Stored items
*-*-*
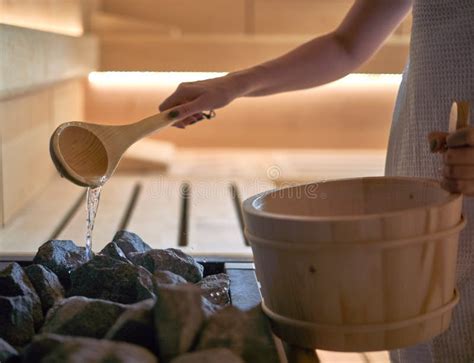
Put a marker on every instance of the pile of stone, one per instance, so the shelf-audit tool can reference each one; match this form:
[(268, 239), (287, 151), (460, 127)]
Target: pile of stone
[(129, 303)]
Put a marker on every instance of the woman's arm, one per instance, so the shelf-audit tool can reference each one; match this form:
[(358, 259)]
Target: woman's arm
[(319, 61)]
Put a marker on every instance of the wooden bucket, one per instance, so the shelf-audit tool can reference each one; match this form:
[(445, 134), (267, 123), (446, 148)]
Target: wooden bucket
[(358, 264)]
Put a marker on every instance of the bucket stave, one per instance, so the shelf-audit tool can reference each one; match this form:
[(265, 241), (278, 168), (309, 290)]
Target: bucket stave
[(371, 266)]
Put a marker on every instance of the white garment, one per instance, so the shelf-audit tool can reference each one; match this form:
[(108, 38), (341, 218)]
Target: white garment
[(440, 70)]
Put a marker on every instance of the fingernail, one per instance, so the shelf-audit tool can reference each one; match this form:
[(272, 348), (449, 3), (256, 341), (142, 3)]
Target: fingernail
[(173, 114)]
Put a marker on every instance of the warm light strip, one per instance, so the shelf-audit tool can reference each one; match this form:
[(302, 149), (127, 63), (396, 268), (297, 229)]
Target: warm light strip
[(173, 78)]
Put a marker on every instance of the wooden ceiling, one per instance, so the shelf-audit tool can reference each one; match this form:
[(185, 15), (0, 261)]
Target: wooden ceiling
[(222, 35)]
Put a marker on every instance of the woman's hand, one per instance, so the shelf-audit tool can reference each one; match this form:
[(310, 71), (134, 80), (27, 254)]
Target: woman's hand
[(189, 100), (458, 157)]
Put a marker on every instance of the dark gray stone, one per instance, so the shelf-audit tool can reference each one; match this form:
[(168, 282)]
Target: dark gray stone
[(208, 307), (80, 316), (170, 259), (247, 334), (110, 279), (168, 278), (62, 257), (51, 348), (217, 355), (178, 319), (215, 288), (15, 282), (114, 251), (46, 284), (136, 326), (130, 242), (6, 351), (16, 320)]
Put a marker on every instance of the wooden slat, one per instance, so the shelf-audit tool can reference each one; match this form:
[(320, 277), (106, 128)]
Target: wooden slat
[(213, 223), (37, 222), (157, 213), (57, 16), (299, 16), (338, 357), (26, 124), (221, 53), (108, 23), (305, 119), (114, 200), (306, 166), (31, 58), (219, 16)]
*-*-*
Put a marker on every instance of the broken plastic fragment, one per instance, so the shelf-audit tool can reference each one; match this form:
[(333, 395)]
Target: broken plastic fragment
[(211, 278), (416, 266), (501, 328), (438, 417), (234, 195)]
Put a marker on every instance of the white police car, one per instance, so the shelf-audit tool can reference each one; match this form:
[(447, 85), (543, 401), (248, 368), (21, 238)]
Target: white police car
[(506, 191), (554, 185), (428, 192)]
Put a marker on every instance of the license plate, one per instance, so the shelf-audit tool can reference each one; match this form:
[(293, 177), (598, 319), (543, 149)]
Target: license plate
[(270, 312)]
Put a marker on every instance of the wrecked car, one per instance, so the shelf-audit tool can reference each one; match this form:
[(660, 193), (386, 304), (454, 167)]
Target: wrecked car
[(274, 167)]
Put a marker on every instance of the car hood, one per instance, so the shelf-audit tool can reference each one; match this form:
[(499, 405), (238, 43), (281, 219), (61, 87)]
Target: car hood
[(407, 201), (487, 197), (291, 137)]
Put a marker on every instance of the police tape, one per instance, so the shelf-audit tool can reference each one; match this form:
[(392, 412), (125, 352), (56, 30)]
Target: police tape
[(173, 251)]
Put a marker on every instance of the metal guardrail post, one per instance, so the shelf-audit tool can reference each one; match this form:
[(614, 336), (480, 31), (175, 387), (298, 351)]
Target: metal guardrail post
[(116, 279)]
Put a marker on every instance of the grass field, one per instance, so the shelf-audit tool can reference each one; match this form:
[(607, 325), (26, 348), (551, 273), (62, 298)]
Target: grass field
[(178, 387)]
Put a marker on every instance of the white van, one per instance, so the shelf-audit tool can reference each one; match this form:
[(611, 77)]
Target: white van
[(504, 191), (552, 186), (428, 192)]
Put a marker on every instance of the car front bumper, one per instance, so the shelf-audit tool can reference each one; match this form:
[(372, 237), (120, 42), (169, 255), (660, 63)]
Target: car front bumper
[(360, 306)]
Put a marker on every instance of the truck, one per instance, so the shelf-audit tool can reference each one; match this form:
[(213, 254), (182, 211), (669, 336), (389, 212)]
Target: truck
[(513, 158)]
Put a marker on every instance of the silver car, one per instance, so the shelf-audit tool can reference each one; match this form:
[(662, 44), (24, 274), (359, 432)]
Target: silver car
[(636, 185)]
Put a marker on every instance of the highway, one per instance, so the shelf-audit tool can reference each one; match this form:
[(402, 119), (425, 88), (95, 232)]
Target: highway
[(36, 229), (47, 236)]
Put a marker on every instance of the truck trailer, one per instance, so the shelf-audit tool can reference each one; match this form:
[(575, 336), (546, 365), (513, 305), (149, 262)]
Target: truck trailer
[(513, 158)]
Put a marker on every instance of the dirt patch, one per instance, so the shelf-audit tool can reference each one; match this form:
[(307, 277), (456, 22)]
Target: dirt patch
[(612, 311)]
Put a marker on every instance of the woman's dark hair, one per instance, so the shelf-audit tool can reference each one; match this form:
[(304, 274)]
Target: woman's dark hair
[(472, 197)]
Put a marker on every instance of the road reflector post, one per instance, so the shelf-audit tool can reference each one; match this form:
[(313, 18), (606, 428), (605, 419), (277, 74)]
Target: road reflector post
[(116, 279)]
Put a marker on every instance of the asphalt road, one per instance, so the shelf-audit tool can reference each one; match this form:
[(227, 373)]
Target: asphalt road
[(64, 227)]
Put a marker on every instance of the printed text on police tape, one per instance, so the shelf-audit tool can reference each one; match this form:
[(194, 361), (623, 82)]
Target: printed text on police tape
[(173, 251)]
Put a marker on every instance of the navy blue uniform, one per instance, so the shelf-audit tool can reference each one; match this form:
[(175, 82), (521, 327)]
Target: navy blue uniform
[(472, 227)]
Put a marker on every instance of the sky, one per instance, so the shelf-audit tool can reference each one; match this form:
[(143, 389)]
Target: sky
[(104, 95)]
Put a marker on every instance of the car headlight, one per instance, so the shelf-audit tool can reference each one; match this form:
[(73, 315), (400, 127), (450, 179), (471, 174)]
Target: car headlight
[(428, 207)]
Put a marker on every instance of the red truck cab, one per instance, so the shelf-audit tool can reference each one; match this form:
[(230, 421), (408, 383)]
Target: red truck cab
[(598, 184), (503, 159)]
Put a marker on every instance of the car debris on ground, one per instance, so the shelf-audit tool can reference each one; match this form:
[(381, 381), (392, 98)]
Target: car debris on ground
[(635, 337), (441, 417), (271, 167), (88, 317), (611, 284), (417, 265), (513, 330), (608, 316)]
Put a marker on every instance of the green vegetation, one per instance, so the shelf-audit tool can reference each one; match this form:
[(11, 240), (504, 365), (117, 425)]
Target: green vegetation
*-*-*
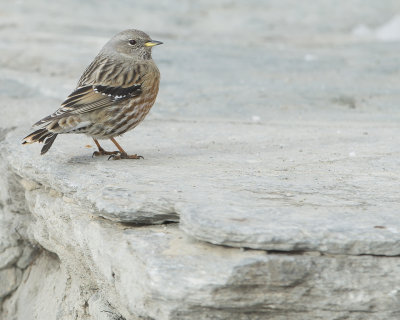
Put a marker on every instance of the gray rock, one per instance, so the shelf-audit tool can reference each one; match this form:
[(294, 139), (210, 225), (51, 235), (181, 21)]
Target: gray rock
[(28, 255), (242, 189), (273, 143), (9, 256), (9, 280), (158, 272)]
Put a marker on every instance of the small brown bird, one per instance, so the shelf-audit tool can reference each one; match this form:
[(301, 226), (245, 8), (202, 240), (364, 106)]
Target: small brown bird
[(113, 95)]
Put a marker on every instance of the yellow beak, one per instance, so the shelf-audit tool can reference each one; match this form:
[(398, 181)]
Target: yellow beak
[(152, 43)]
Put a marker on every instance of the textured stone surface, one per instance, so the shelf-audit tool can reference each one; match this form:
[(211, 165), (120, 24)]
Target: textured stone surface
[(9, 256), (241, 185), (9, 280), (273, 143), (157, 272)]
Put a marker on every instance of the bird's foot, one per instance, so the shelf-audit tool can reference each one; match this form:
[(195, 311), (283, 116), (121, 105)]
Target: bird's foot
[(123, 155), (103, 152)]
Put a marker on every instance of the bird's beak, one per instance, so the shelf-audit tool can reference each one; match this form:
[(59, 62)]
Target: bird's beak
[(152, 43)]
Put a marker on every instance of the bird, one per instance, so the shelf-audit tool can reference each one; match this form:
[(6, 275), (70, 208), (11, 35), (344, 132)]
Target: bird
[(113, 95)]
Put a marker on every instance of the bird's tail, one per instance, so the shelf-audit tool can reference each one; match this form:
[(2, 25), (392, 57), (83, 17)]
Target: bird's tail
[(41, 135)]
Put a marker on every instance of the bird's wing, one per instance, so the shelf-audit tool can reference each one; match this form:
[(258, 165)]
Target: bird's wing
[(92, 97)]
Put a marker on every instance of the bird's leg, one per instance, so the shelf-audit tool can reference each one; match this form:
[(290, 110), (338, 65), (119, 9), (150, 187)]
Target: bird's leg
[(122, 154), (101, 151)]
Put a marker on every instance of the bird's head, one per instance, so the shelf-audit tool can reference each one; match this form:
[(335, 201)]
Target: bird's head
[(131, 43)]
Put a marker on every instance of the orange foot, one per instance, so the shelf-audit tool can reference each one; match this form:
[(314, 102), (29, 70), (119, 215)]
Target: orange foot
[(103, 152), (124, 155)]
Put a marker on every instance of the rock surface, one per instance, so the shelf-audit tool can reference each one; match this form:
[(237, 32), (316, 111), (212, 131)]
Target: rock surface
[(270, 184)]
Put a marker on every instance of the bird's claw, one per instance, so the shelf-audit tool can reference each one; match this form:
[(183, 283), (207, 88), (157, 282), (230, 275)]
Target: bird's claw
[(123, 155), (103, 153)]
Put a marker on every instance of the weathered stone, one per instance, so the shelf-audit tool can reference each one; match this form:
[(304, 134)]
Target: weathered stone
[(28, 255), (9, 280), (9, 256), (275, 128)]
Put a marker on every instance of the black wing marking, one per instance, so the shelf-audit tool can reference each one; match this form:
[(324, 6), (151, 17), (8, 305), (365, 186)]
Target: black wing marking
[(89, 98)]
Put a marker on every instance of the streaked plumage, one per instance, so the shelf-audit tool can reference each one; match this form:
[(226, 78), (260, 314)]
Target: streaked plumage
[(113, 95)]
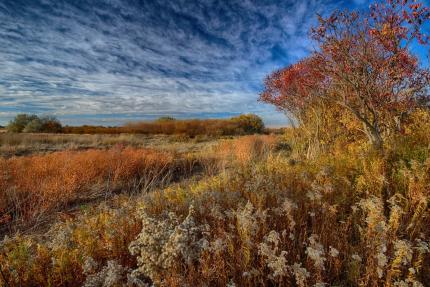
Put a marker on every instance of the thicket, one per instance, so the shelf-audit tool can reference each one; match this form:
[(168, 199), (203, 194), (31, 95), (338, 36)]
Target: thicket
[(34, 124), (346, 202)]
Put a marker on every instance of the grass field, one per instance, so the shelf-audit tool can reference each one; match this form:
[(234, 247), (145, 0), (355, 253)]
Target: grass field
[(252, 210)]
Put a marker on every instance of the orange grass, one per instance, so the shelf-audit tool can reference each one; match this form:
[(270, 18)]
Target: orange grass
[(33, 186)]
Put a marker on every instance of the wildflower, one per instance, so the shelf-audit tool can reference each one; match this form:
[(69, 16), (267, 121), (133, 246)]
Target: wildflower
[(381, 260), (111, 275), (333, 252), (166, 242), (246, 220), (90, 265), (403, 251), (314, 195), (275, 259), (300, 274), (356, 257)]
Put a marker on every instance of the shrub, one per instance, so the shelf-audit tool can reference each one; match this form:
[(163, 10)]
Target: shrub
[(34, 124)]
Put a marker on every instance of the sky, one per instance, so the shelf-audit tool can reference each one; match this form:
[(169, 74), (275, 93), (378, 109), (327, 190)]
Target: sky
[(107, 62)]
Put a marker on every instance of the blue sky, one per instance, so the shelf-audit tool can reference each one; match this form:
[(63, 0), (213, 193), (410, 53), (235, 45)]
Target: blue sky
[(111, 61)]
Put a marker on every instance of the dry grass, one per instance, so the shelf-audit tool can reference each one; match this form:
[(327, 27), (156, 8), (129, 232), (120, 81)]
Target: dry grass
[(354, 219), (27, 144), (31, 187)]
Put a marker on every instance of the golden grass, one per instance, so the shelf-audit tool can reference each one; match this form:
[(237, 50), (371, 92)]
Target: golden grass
*-*-*
WHAT IS EXPECTED:
Reproduce the lines from the one containing "Put a marker on every instance of the car hood, one" through the one containing "[(504, 191), (552, 186), (428, 192)]", requests included. Scale every point coordinate in the answers by 1.2 and round to whole numbers, halves up, but leave the coordinates in the requests and their sample formats as they are.

EXERCISE ANSWER:
Put a marker on every instance of the car hood, one per instance, so the shelf-audit tool can reference each one; match this form:
[(499, 405), (238, 43), (281, 219), (61, 87)]
Target: car hood
[(488, 241), (584, 236), (349, 164)]
Put a marker on every instance of the police tape, one per instance, so the shelf-audit tool can reference each one; match this form:
[(392, 412), (125, 352), (56, 30)]
Target: police tape
[(208, 301)]
Put a marker on every instance of the metal guardrail post, one per instance, so the shelf-audit tool can reference each one; match this form:
[(614, 336), (480, 31), (175, 387), (298, 351)]
Target: metal guardrail post
[(139, 335)]
Put a marker on every instance of the grass field, one per instance, so the shelf-audit tool can reference each one; match this form:
[(607, 325), (26, 348), (551, 273), (62, 298)]
Target: grass field
[(214, 464)]
Put a marker on every instance of the white van, one per instance, so the shelf-audit tool can reference each one; match this form:
[(611, 77)]
Target: white van
[(605, 229), (662, 223), (514, 230)]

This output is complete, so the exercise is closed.